Provided text:
But the extent to which religious opinion influences politics and laws varies dramatically from society to society. In Spain, where 99% of the population is Catholic, a law was recently passed to allow the use of IVF embryos in stem-cell research. But in Italy, which vehemently opposes the use of European Union funding for stem-cell research, the population is “much more reactionary on religious issues than the Church itself”, says Enrico Alleva, acting head of behavioural pathophysiology at the National Institute of Health in Rome. Alleva believes that this zeal, rather than formal Catholic doctrine, is at the core of the recent creationist movement in Italy (see Nature 428, 595; 2004) and of other perceived ‘anti-science’ tendencies throughout Europe.

Body politic

Another place where religion has proved to be the driving force for politics is the United States. In November's election, President George W. Bush owed his victory in part to votes from his fellow evangelical Christians.

Evangelicals are not uniformly conservative in their political views — some oppose capital punishment, for example. But most evangelical leaders are strongly against embryonic stem-cell research. The Southern Baptist Convention, which represents the second largest US denomination after Catholics, says it relies on a “crass utilitarian ethic which would sacrifice the lives of the few for the benefits of the many”.

Exercise aim:
Please explain, in one to three sentences, what Enrico Alleva sees as the root of the recent creationist movement in Italy, according to the passage on religion and science policy. The records come from a separate source, not from the passage on religion and science policy.

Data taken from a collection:
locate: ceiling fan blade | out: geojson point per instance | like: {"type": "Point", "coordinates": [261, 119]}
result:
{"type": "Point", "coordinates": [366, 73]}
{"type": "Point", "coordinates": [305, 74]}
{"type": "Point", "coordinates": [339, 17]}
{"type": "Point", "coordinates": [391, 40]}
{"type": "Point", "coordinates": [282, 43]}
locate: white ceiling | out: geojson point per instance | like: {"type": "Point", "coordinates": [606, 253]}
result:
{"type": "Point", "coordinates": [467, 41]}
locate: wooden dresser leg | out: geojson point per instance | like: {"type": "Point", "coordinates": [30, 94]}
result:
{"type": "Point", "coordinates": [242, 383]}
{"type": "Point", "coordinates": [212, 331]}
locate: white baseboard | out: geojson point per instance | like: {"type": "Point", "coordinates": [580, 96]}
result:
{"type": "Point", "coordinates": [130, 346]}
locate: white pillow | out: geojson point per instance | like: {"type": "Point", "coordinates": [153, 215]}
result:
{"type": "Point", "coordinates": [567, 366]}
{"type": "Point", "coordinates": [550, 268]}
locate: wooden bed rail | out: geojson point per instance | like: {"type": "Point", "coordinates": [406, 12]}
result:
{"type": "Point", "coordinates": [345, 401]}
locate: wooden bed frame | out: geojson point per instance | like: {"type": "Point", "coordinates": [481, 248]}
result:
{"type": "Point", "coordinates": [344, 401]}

Response box:
Alleva holds that the Italian population is "much more reactionary on religious issues than the Church itself." He believes this zeal, rather than formal Catholic doctrine, is at the core of the recent creationist movement in Italy.